Problem - Retype the entries exactly, but skip the pictures.

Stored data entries
....

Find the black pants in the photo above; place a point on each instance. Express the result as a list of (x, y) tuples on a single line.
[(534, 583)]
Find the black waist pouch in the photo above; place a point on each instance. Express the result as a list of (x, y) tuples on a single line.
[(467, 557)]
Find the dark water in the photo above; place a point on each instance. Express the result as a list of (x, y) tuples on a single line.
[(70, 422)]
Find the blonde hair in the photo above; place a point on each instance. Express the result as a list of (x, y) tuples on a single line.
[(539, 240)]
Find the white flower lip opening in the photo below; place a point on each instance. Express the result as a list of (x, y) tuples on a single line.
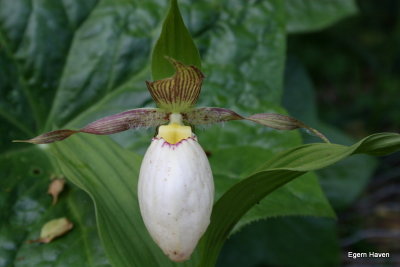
[(176, 190), (174, 132)]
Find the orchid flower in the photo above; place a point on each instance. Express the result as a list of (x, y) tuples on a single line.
[(175, 188)]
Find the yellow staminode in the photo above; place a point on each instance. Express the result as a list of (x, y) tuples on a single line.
[(174, 133)]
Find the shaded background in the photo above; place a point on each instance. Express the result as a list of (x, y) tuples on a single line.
[(341, 80), (352, 71)]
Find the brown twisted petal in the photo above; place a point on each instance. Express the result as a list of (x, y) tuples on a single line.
[(131, 119), (179, 92), (208, 115)]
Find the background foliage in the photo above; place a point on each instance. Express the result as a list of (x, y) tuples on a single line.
[(66, 63)]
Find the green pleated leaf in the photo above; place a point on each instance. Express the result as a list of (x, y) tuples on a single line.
[(109, 175), (276, 172), (176, 42)]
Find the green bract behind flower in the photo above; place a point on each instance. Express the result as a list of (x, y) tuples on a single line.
[(177, 94)]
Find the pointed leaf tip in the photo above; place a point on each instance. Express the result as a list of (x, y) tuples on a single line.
[(175, 41)]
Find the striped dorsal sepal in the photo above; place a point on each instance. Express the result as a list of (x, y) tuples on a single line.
[(180, 92)]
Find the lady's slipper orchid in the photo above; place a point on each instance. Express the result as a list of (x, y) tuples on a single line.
[(175, 183)]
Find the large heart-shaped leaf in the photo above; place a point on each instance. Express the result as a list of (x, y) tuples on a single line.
[(57, 76)]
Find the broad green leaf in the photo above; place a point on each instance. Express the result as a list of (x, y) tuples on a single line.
[(309, 15), (223, 87), (345, 180), (69, 63), (175, 42), (278, 171)]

....

Response -
Find the black pants in the photo above; place a point on each instance. Express the result as a list of (x, y) tuples on a single line.
[(534, 583)]
Find the black waist pouch in the photo above; place a point on each instance. Express the result as a list of (x, y) tuples on a single line.
[(467, 557)]
Find the dark water in the photo above; place a point on each instance. Express the result as a list of (x, y) tuples on a single line.
[(70, 422)]
Find the blonde hair in the photo above; place a point on each instance. Express the result as a list of (x, y) tuples on a single line.
[(539, 240)]
Find the white flower lip opening in the photo below; place a point on each instance. Express the result as a list of (x, y) tuples on a single line.
[(176, 190), (174, 132)]
Find the orchid flower in the photo above; place a point on each instance. Express the result as a list of (x, y) tuples on a single line.
[(175, 188)]
Find the yellow staminode in the photo above; place a point on each instance. Express the result as a list of (x, y) tuples on a single line.
[(174, 133)]
Find the shaded background in the photo above; place a point on each instance. Express the result as a list of (x, y) tuples on a single line.
[(341, 80), (352, 71)]
Find the brown twisted petal in the photo above; place a point on each instance. Express the result as a list of (x, y) tuples on a single line.
[(131, 119), (179, 92), (208, 115)]
Find the background foliage in the photo above; place a point on each instance. Express the result as a list of (x, y) tuples on a single line.
[(66, 63)]
Find the green pleated leaf in the photo above; place a point on each instance. Express the result as a list of (x, y) tuples on a single line.
[(109, 175), (276, 172), (176, 42)]
Find the green bract behind flower in the photo above; place a point on each instance. Express the result as a list of (x, y) tuples on a single line.
[(177, 94)]
Find the pointed leaf tip in the photo above; place a point on each instance. Express the result as a list of (x, y) tuples on a single line.
[(175, 41)]
Find the striped dorsal sepal in the photo above; place a point on each instance. Express the result as a list of (x, y) tuples on a single line.
[(180, 92)]
Find the lady's slipper orchid in the photo above; place a point on each instance. Express the result as a list of (x, y) tuples on a single line.
[(175, 183)]
Find the large heart-shaped leaf in the photo above; place a point on each instance. Express the result as a list of (x, y) tuples on a single line.
[(57, 76)]
Find the broad green leaf in the photo above; place a point on each instance. Express the result as a list of (x, y) tuples on a single line.
[(309, 15), (223, 87), (345, 180), (69, 63), (175, 42), (278, 171)]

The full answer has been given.